▸ TASK OBJECTIVE
Output all records precisely as written.
====== DATA FOR THIS EXERCISE ======
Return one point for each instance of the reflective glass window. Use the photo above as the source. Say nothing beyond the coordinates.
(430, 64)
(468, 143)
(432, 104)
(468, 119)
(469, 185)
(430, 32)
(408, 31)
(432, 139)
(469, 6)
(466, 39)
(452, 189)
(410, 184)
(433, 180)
======
▸ FINISHED TASK
Return one point for each instance of the reflective glass window. Use the photo above as the source. Say nothing beyond the coordinates.
(430, 64)
(468, 143)
(432, 104)
(468, 119)
(469, 185)
(430, 32)
(408, 31)
(432, 139)
(469, 6)
(466, 39)
(452, 189)
(410, 184)
(433, 180)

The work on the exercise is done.